Zensur nach Unruhen: Nach den blutigen Kämpfen in der Nacht hat sich die Lage in Urumqi wieder beruhigt - dank starker chinesischer Militärpräsenz.

Nach den blutigen Kämpfen in der Nacht hat sich die Lage in Urumqi wieder beruhigt - dank starker chinesischer Militärpräsenz.

(Foto: Foto: AP)

Die "Große Chinesische Firewall", wie die staatliche Zensur von Bloggern spöttisch genannt wird, steht. So will Peking offenbar den Nachrichtenfluss aus dem Nordwesten des Landes kontrollieren; auch will sie der muslimischen Bevölkerung wohl die Möglichkeit nehmen, sich ähnlich der iranischen Opposition zu organisieren.

"Tiananmen + Twitter = Teheran." Diese "Gleichung" machte während der Proteste gegen das Wahlergebnis in Iran die Runde im Internet. Blogger und Unterstützer der Opposition hofften, dass die Demonstrationen im 21. Jahrtausend dank der ungleich besseren Vernetzung über Twitter & Co. glücklicher für die Demonstranten enden würden als der chinesische Aufstand 1989.

Die ersten Nachrichten aus der entlegenen chinesischen Provinz drangen über Twitter in die Welt: Ein amerikanischer Professor soll während des Aufmarschs der Sicherheitskräfte in Urumqi Journalisten erstmals auf die explosive Situation aufmerksam gemacht haben.

"Ich habe mein Logo entgrünt"

Auch Gudrun Wacker von der Stiftung Wissenschaft und Politik hebt im Interview mit sueddeutsche.de die Bedeutung der neuen Technologien für Protestbewegungen hervor: "Es braucht für Demonstrationen keinen Aufruf aus dem Exil mehr. Auch dass Nachrichten über etablierte Medien zurückgehalten werden, nützt der chinesischen Regierung nicht mehr viel, die Informationen verbreitet sich rasend schnell über die neuen Kanäle."

> GEZEIGTE DATENSÄTZE:
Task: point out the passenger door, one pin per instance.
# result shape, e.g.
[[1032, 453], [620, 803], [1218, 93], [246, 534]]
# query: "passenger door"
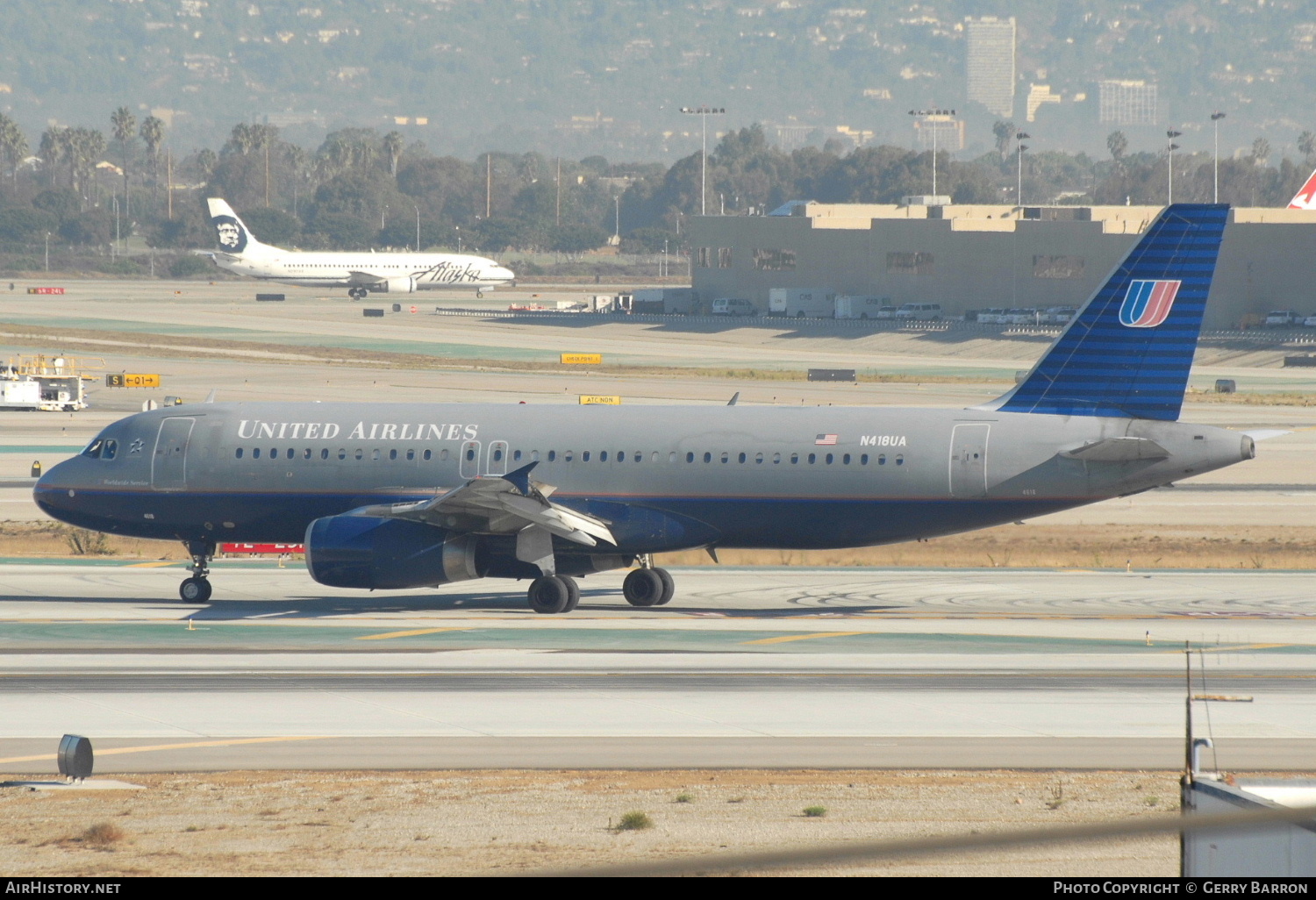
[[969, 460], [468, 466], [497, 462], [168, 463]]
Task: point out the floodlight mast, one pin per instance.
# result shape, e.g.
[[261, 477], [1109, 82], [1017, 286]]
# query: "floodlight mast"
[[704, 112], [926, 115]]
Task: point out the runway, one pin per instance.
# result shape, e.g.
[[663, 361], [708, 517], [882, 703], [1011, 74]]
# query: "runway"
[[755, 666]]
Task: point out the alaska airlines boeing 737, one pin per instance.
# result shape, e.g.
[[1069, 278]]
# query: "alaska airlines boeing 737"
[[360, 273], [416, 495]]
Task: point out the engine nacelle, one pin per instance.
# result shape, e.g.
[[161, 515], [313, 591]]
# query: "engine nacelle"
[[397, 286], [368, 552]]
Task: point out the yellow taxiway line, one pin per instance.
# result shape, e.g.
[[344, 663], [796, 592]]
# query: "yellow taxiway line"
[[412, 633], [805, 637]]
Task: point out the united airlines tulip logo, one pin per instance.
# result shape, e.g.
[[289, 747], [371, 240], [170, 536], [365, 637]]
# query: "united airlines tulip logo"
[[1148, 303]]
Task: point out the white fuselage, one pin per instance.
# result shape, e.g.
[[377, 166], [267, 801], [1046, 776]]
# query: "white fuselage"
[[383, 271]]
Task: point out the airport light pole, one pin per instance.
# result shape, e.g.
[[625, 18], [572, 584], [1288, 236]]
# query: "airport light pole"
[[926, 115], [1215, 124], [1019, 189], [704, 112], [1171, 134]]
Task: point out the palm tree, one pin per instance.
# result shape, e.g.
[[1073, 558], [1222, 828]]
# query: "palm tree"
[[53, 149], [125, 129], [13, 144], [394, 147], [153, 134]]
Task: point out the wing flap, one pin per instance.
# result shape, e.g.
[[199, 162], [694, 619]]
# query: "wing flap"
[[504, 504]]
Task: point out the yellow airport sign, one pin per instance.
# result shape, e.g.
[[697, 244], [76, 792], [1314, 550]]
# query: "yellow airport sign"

> AUFGABEN IM ÜBERBLICK:
• 1. Tippen Sie aus dem Auszug über die Zensur nach den Unruhen in Urumqi alles von „Die ersten Nachrichten“ bis hinunter zu „Situation aufmerksam gemacht haben.“ ab.
• 2. Für welche Einrichtung arbeitet Gudrun Wacker laut dem Auszug über die Zensur nach den Unruhen in Urumqi?
• 3. Fassen Sie den Absatz aus dem Auszug über die Zensur nach den Unruhen in Urumqi, der mit „„Tiananmen + Twitter = Teheran.““ beginnt, als kurze Liste seiner wichtigsten Fakten zusammen.

> ERGEBNISSE JE AUFGABE:
• 1.
Die ersten Nachrichten aus der entlegenen chinesischen Provinz drangen über Twitter in die Welt: Ein amerikanischer Professor soll während des Aufmarschs der Sicherheitskräfte in Urumqi Journalisten erstmals auf die explosive Situation aufmerksam gemacht haben.

• 2. Für die Stiftung Wissenschaft und Politik.

• 3.
- Während der Proteste gegen das Wahlergebnis in Iran machte im Internet die „Gleichung“ „Tiananmen + Twitter = Teheran“ die Runde.
- Blogger und Unterstützer der Opposition hofften, dass die Demonstrationen dank der besseren Vernetzung über Twitter & Co. glücklicher für die Demonstranten enden würden als der chinesische Aufstand 1989.